PASSAGE GIVEN
-=-=-
Thursday, 28 May 2015

100 Hours Student Placement - Update So Far

We were fortunate enough to be selected by the Careers Service to run a 100hrs student placement project. Its aim is to look at ways of improving student collaboration, particularly with Process/Continuous Improvement Projects. We wanted to know how the Unit can better engage with students when improving processes that directly affect or involve them and the most effective ways to feedback to students on any changes and improvements that are implemented.

Students play a critical part in enhancing and improving the service The University provides through their participation, evaluation and feedback. Currently, we often struggle to obtain a reliable sample of representative feedback, making it difficult for us to get the students’ (customers’) perspective. Listening to the ‘voice of the customer’ is fundamental to our process improvement projects and to designing a process that delivers value to the customer, so we felt that this was an area we needed to look into.

Our student, Anna, started with us last month and has already done a great deal of work! We are very time limited as we are approaching the end of term so were conscious that we needed to get all the student-based data gathering completed sooner rather than later. With this in mind, Anna started to identify students who could be invited to attend a focus group, ensuring representation from across the different faculties, with the help of the departments. Running the focus group proved to be an extremely valuable exercise, and the group came up with many reasons why students do not engage with giving feedback when requested, and 18 different ideas for how we might encourage greater participation in feedback. Following the focus group, Anna designed a questionnaire to put some of the ideas generated to a wider sample of students, and to gather further information about the possible reasons students might not participate. She has kept it short and simple with focussed questions, in-line with the focus group outputs.

Following the collection and analysis of the data, Anna will be creating some ‘customer personae’, with the help of the outputs from the more detailed student interviews that are underway. We hope that these will help us and our project teams to better empathise with and understand our students. Thinking about the needs and feelings of a fictional persona, helps to understand what a real person values and requires from a process, ensuring we design a process with the student (customer) in mind. We also hope to identify areas where the feedback loop could be improved.

Friday, 22 May 2015

Process Improvement Workshops

Why are workshops helpful?

They offer an opportunity to focus on a process and its problems (and opportunities) by the attendees, which can then be clearly communicated to colleagues outside of the workshop more widely. By having representatives from each part of the process at the workshop it allows people to put a ‘face to a name’ making communication of future problems and questions easier. Impartial facilitation helps to keep everyone focussed on what needs to be done, ensuring that the time is spent usefully and objectives are met. As we are impartial and do not necessarily know the details of the process, we can ask the ‘silly’ questions around why things are done the way they are. We are experts who understand process design, and are able to give process guidance and advice. They also give staff time, to properly review the process, rather than trying to squeeze it into short ad hoc meetings. We document the outputs from the workshops (usually within three working days) so that all attendees have a record of the outputs.


What does a successful PI workshop have?

  • Representatives from each area of the process -  to allow a detailed and clear understanding of each process step. Usually no more that 12 people, otherwise it is difficult to ensure equal input from everyone there
  • Engagement by everyone on the team - prior to the workshop, the team needs to be clear why they have been asked to give up a whole day and why it is important
  • Respect for people - by this we mean listening to everyones input and respecting their knowledge and expertise
  • A space where people feel comfortable to question one another and to come up with ideas for improvement.
-=-=-
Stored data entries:

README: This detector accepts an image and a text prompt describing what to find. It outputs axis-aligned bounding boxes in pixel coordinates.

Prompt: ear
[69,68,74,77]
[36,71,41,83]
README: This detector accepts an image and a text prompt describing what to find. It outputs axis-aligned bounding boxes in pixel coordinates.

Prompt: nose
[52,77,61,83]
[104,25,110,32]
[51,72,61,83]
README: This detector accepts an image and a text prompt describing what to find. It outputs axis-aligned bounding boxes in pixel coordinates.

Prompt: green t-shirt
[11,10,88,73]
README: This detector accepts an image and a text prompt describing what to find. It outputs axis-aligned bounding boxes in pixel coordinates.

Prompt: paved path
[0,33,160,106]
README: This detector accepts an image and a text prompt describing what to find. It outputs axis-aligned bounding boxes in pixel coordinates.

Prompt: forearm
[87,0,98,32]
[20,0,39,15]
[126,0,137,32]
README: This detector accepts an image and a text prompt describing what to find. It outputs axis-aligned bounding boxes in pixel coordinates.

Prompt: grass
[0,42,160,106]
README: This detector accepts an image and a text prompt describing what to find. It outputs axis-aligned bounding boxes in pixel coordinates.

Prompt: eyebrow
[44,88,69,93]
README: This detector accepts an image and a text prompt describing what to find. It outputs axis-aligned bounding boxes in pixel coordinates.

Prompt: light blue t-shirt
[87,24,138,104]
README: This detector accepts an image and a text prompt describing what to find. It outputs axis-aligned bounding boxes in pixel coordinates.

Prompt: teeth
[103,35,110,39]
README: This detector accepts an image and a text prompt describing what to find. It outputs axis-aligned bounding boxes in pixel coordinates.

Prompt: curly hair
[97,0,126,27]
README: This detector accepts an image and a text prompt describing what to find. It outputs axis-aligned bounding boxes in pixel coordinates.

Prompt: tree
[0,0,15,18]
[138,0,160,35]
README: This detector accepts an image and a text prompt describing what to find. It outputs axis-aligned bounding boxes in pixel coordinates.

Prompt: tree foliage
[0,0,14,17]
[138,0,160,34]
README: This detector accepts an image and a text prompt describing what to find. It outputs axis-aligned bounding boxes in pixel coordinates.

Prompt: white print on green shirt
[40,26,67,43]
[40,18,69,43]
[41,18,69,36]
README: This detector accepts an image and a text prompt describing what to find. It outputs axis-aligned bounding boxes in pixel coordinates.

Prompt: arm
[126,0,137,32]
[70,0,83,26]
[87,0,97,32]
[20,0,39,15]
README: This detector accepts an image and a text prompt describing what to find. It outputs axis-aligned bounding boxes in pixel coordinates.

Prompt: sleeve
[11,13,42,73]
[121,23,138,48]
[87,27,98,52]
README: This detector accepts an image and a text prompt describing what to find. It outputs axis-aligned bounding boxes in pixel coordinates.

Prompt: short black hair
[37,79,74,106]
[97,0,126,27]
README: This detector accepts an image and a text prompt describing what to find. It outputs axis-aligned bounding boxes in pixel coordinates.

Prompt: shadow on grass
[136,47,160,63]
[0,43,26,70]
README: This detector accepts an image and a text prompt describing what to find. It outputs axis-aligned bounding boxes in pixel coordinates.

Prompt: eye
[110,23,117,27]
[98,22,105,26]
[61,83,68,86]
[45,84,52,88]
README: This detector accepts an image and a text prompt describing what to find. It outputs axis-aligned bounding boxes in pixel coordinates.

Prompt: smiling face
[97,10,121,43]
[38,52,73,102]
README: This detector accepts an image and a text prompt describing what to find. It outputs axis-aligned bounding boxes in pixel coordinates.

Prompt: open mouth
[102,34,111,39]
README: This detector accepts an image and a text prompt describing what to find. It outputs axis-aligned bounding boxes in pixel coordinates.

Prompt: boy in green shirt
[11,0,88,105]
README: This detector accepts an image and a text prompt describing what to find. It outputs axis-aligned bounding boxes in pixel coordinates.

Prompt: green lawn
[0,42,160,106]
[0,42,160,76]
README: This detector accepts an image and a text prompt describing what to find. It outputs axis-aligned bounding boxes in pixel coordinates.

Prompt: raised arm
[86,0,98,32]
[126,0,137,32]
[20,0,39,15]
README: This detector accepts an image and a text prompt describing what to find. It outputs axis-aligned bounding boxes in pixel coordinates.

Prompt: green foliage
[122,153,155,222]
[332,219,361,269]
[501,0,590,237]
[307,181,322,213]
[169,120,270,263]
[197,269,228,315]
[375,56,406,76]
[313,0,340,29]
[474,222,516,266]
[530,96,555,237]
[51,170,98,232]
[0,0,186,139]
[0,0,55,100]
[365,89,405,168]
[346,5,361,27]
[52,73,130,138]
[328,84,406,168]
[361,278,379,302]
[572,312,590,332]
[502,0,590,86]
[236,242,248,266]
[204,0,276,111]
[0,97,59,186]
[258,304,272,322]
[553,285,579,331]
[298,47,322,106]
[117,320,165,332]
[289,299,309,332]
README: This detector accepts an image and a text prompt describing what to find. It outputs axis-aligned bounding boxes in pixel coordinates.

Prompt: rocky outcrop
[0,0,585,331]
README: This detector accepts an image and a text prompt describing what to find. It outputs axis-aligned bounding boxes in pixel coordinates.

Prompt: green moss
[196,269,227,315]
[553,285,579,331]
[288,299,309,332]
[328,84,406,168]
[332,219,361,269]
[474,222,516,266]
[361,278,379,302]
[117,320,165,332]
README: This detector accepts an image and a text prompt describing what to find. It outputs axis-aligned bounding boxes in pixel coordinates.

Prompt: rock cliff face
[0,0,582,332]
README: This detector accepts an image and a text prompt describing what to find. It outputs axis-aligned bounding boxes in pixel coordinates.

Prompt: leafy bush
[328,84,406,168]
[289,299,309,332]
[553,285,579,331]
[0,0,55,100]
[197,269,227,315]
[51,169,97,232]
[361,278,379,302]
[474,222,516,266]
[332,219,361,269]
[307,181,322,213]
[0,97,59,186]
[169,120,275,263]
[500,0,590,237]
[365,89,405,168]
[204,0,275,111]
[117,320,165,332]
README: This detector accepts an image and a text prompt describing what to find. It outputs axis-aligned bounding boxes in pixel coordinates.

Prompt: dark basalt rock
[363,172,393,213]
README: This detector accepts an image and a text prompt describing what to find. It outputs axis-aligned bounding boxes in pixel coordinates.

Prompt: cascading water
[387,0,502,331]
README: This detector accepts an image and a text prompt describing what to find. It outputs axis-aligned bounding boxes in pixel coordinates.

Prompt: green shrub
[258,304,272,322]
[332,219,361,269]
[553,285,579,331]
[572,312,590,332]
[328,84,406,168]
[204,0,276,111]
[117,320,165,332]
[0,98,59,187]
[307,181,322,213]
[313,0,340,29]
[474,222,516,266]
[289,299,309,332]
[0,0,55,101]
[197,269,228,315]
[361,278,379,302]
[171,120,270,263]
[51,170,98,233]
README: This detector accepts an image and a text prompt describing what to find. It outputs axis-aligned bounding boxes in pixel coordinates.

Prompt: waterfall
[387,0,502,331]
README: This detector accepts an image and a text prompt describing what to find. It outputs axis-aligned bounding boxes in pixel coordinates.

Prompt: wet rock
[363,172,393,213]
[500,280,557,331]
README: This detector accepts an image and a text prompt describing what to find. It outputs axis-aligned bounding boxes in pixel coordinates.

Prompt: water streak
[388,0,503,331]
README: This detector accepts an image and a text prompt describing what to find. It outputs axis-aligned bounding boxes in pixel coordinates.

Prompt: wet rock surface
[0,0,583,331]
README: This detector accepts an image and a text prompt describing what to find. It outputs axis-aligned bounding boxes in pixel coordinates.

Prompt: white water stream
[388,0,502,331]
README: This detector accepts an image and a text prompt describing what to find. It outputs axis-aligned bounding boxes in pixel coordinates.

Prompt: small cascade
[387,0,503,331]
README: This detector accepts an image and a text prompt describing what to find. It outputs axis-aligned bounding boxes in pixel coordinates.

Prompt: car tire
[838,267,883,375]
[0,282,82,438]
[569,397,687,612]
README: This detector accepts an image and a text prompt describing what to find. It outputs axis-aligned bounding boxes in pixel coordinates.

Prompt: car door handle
-=-=-
WRITTEN TASKS
• a. According to the blog posts, what four things does a successful PI workshop have? Give each one by its opening words.
• b. Copy out the stretch of the records from their start through the line containing "[36,71,41,83]", reproducing each line without change.
The blog posts and the records have no connection to each other.

SOLUTION SET
• a.
Representatives from each area of the process
Engagement by everyone on the team
Respect for people
A space where people feel comfortable to question one another and to come up with ideas for improvement

• b.
README: This detector accepts an image and a text prompt describing what to find. It outputs axis-aligned bounding boxes in pixel coordinates.

Prompt: ear
[69,68,74,77]
[36,71,41,83]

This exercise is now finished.